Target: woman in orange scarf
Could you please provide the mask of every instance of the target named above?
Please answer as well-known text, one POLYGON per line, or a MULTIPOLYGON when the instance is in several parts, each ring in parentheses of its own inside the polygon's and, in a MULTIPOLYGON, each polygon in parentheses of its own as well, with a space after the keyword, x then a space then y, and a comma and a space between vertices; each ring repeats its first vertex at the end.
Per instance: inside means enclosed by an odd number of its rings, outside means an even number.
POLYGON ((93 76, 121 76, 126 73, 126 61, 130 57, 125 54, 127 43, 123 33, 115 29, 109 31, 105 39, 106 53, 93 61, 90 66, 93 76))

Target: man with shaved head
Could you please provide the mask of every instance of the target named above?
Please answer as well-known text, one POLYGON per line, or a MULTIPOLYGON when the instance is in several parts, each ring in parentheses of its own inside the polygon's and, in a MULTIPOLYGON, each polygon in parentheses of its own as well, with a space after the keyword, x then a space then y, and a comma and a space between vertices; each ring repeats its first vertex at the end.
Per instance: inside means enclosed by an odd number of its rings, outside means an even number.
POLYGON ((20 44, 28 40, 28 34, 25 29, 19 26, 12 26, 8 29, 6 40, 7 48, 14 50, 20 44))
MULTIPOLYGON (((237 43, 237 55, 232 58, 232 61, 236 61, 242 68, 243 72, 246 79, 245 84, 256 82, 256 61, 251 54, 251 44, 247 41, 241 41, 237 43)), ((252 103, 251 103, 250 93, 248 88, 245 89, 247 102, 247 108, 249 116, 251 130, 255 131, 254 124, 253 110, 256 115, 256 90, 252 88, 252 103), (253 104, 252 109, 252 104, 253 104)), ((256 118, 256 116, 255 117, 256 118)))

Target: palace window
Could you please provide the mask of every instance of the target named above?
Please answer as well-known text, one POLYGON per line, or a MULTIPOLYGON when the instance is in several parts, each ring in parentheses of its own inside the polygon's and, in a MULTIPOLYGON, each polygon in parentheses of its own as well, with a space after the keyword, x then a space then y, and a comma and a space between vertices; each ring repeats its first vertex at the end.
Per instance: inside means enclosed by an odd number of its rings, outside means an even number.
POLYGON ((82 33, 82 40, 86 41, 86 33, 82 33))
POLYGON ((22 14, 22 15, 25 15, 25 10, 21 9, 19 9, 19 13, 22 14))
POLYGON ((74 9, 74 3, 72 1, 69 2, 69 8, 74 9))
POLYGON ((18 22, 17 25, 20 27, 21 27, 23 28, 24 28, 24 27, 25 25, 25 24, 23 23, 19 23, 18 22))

--------

Problem to work on: Edit all of the rows above by replacing "palace window" with "tower window" and leaving everything else unchanged.

Written reply:
Target: woman in orange scarf
Could you please provide the mask of every instance of the target named above?
Please answer as well-known text, one POLYGON per line, or a MULTIPOLYGON when the instance is in several parts, each ring in parentheses of its own inside the polygon's and, in a MULTIPOLYGON, each polygon in parentheses of its own as well, with a space after the keyword, x then a space then y, and a comma and a space between vertices; each ring repeats its first vertex at the end.
Per instance: inside means enclosed by an odd number of its rings, outside means an even number.
POLYGON ((93 76, 121 76, 126 73, 126 61, 130 57, 125 54, 127 43, 123 33, 115 29, 109 31, 105 39, 106 53, 93 61, 90 66, 93 76))

Target: man with shaved head
Could you please provide the mask of every instance of the target named above?
Please answer as well-known text, one POLYGON per line, or a MULTIPOLYGON when the instance is in several parts, each ring in parentheses of its own inside the polygon's and, in a MULTIPOLYGON, each polygon in parentheses of its own as well, with a space after the keyword, x then a space then y, and a comma and a space between vertices; each ring repeats its first vertex at the end.
Per instance: inside means enclosed by an odd number of its rings, outside means an even number.
POLYGON ((20 44, 28 40, 28 34, 25 29, 19 26, 12 26, 8 29, 6 40, 7 48, 14 50, 20 44))
MULTIPOLYGON (((237 43, 237 55, 232 58, 232 61, 236 61, 242 68, 243 72, 246 79, 245 84, 256 82, 256 61, 251 54, 251 44, 247 41, 241 41, 237 43)), ((252 103, 251 103, 250 93, 248 88, 245 89, 247 102, 247 108, 249 116, 251 130, 255 131, 254 124, 253 110, 256 115, 256 90, 252 88, 252 103), (253 104, 252 109, 252 104, 253 104)), ((256 118, 256 116, 255 117, 256 118)))

Target: tower window
Could you please provide the mask of every instance of the target named above?
Please answer as well-known text, one POLYGON per line, or a MULTIPOLYGON when the instance is in several parts, each ring in parentheses of its own inside the polygon's and, in a MULTIPOLYGON, each polygon in parentheses of its own as well, with a space after the keyword, x then a space then y, and a comma and a space between vertices; each ring repeats its first vertex at the end.
Per instance: inside means enclosed by an odd number of its rings, outside means an even number.
POLYGON ((82 33, 82 40, 86 41, 86 33, 82 33))
POLYGON ((22 14, 22 15, 25 15, 25 10, 21 9, 19 9, 19 13, 22 14))
POLYGON ((74 9, 74 3, 72 1, 69 2, 69 8, 74 9))
POLYGON ((18 22, 17 25, 20 27, 21 27, 23 28, 24 28, 24 27, 25 25, 25 24, 23 23, 19 23, 18 22))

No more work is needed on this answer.